[Location identification entries]
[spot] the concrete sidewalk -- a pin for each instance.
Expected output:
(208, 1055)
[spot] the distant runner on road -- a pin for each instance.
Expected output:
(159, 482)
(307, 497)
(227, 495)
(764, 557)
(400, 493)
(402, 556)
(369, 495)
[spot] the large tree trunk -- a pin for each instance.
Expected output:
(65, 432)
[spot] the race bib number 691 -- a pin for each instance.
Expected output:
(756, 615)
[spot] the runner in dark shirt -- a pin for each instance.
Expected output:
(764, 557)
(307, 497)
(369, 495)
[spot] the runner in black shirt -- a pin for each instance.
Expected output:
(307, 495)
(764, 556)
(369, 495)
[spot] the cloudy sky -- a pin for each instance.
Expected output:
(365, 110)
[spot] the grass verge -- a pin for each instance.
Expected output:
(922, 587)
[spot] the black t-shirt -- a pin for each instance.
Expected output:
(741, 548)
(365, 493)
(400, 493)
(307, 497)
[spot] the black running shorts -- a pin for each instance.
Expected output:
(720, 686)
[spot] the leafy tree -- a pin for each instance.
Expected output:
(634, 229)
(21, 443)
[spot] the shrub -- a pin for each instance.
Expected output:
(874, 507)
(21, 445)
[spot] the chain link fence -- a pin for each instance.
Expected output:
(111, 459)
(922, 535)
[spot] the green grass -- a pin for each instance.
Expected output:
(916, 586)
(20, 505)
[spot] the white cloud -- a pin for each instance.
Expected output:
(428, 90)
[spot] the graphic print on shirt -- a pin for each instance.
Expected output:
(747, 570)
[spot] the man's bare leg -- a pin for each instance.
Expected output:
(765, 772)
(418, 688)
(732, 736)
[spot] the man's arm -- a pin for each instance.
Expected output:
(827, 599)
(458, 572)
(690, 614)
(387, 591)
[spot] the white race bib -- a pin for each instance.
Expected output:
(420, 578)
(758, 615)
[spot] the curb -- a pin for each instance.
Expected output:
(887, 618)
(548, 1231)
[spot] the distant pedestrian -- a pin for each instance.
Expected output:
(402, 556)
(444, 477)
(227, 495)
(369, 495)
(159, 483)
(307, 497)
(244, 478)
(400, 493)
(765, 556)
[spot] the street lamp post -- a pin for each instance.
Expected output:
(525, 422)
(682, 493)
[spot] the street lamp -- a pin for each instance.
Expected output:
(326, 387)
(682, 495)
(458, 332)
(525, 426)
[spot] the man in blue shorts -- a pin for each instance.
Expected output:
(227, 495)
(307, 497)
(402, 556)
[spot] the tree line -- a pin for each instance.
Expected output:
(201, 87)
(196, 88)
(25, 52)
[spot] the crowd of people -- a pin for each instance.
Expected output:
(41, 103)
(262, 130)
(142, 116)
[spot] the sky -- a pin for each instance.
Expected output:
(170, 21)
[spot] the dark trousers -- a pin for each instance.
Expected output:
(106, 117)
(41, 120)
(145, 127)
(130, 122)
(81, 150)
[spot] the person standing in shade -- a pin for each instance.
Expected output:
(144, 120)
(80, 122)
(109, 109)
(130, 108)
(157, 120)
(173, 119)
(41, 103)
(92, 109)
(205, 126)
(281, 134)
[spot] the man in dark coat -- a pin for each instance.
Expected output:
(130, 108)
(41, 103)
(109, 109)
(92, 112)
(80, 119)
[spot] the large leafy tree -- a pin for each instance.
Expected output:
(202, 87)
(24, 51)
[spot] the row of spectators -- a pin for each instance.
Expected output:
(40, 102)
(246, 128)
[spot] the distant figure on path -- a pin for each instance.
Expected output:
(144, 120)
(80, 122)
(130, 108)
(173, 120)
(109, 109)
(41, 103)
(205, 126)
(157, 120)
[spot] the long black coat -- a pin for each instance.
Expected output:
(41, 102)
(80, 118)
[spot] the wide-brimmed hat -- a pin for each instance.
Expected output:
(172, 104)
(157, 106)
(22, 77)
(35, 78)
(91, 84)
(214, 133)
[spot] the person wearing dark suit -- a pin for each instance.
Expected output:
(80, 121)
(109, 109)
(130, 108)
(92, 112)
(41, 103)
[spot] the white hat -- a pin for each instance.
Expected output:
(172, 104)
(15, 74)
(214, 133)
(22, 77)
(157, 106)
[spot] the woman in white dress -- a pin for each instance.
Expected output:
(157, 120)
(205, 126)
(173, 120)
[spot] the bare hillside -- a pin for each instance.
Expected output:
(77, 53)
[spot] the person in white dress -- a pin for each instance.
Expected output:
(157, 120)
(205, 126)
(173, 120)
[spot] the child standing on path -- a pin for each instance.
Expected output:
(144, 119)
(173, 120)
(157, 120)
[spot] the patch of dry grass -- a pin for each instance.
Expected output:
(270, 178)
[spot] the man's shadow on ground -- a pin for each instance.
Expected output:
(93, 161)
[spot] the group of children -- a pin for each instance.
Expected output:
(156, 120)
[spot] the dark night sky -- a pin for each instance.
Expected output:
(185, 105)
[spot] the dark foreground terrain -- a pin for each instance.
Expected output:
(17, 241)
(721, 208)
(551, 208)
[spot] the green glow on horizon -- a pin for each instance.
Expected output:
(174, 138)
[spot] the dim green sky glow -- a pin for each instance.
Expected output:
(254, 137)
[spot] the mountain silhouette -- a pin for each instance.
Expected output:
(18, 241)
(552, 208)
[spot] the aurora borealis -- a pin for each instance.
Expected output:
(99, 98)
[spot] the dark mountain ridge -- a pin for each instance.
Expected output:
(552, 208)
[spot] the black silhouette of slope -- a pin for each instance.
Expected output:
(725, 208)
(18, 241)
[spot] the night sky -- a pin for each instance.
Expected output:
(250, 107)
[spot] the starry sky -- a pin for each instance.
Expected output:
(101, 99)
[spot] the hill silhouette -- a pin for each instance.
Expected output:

DO THIS: Reproduce the material above in full, swapping each occurrence of "a pin for each instance" for "one pin per instance" and changing nothing else.

PROBLEM SOLUTION:
[spot] the concrete sidewalk -- one pin per instance.
Expected output:
(208, 1055)
[spot] the distant runner on road -- one pin per instance.
Expected output:
(159, 482)
(307, 497)
(227, 495)
(764, 557)
(400, 493)
(402, 556)
(369, 495)
[spot] the large tree trunk -- one pin per instance.
Expected output:
(65, 432)
[spot] the race bib number 691 -- one pin per instance.
Expected output:
(756, 615)
[spot] the runner in dark shirt -- one pin per instance.
Expected output:
(764, 557)
(307, 497)
(369, 495)
[spot] the runner in black shirt -- one pin per instance.
Expected output:
(307, 495)
(764, 556)
(369, 495)
[spot] the cloudy sky -- one pin per instance.
Expected output:
(365, 110)
[spot] the grass verge -- one pin per instance.
Expected output:
(922, 587)
[spot] the black t-shirt -- one pin per instance.
Expected output:
(741, 548)
(365, 493)
(400, 493)
(307, 497)
[spot] the black running shorts -- one pin per instance.
Expected output:
(720, 686)
[spot] the leafy tree -- one pin per instance.
Expected output:
(634, 229)
(21, 443)
[spot] the shrub -- one pin per instance.
Expected output:
(874, 507)
(21, 445)
[spot] the chain link fence -- one pin per instance.
Expected output:
(111, 459)
(922, 535)
[spot] the green grass -- one pin per instance.
Expected output:
(916, 586)
(20, 505)
[spot] the white cloud -- one pin per instance.
Expected output:
(428, 90)
[spot] the graphic print on shirt -- one pin per instance.
Expected output:
(747, 570)
[spot] the man's bare leg -- one pin per instance.
Expected output:
(765, 772)
(418, 688)
(732, 736)
[spot] the man's arm -- one pin per instance.
Expected output:
(827, 599)
(458, 572)
(690, 614)
(387, 591)
[spot] the white race bib -- one pin per instance.
Expected output:
(420, 578)
(758, 615)
[spot] the curb -- one pin per instance.
Expected output:
(887, 618)
(548, 1231)
[spot] the distant pedestrian -- one pin per instance.
Expected output:
(402, 556)
(444, 477)
(227, 495)
(369, 495)
(159, 483)
(307, 497)
(244, 478)
(400, 493)
(765, 556)
[spot] the street lamp post -- one pin per instance.
Expected output:
(525, 422)
(682, 493)
[spot] the street lamp -- one pin per instance.
Expected output:
(326, 387)
(682, 495)
(458, 332)
(525, 426)
[spot] the man in blue shorts -- one pin per instance.
Expected output:
(227, 495)
(307, 497)
(402, 556)
[spot] the tree line -- one pin per instance.
Expected output:
(201, 87)
(196, 88)
(25, 52)
[spot] the crowd of people -- one pin per instance.
Expected output:
(41, 103)
(262, 130)
(142, 116)
[spot] the sky -- one pin per instance.
Expected output:
(170, 21)
[spot] the dark trousers -- one pin per instance.
Expected output:
(106, 117)
(41, 120)
(145, 127)
(130, 122)
(81, 150)
[spot] the person standing in shade -- one pin per instance.
Expected output:
(144, 120)
(80, 122)
(109, 109)
(130, 108)
(157, 120)
(173, 119)
(41, 103)
(92, 109)
(205, 126)
(281, 134)
[spot] the man in dark coat -- one pin per instance.
Expected output:
(130, 108)
(41, 103)
(109, 109)
(92, 112)
(80, 119)
[spot] the large leafy tree -- one pin per instance.
Expected output:
(202, 87)
(24, 51)
[spot] the row of spectators -- one pin per instance.
Expected output:
(40, 102)
(246, 128)
[spot] the distant figure on path -- one pin per instance.
Expected output:
(144, 120)
(80, 122)
(130, 108)
(173, 120)
(109, 109)
(41, 103)
(205, 126)
(157, 120)
[spot] the long black coat -- one pin per instance.
Expected output:
(41, 102)
(80, 118)
[spot] the wide-brimmed hat -- one pin per instance.
Expected output:
(172, 104)
(157, 106)
(22, 77)
(35, 78)
(91, 84)
(214, 133)
[spot] the person wearing dark suit -- one pin per instance.
Expected output:
(80, 121)
(109, 109)
(130, 108)
(92, 112)
(41, 103)
[spot] the white hat -- one pin per instance.
Expected output:
(172, 104)
(15, 74)
(214, 133)
(22, 77)
(157, 106)
[spot] the woman in white dress -- one pin per instance.
Expected output:
(157, 120)
(205, 126)
(173, 120)
[spot] the bare hillside -- one pin per instance.
Expected output:
(77, 53)
[spot] the person in white dress -- one pin per instance.
Expected output:
(157, 120)
(205, 126)
(173, 120)
[spot] the child standing on path -- one pin per instance.
Expected output:
(144, 119)
(173, 120)
(157, 120)
[spot] the patch of dry grass -- one pin per instance.
Expected output:
(270, 178)
[spot] the man's shadow on ground -- one pin per instance.
Expected output:
(93, 161)
[spot] the group of children -- one pin per instance.
Expected output:
(156, 120)
[spot] the dark night sky -- one pin per instance.
Expected output:
(185, 105)
[spot] the dark foreground terrain -- one pin per instance.
Expected output:
(17, 241)
(721, 208)
(551, 208)
[spot] the green glow on horizon -- one pin per instance.
Expected output:
(174, 138)
[spot] the dim green sky glow -- one pin per instance.
Expected output:
(254, 137)
[spot] the mountain silhouette -- one pin per instance.
Expected output:
(18, 241)
(552, 208)
[spot] the aurora borealis -- one pin per instance.
Expected output:
(99, 98)
[spot] the dark mountain ridge -- one pin per instance.
Expected output:
(552, 208)
[spot] the black silhouette of slope -- one pin per instance.
Expected output:
(725, 208)
(18, 241)
[spot] the night sky -- one pin per instance.
Expected output:
(250, 107)
[spot] the starry sky -- one pin per instance.
Expected output:
(101, 99)
[spot] the hill silhouette -- one pin per instance.
Expected output:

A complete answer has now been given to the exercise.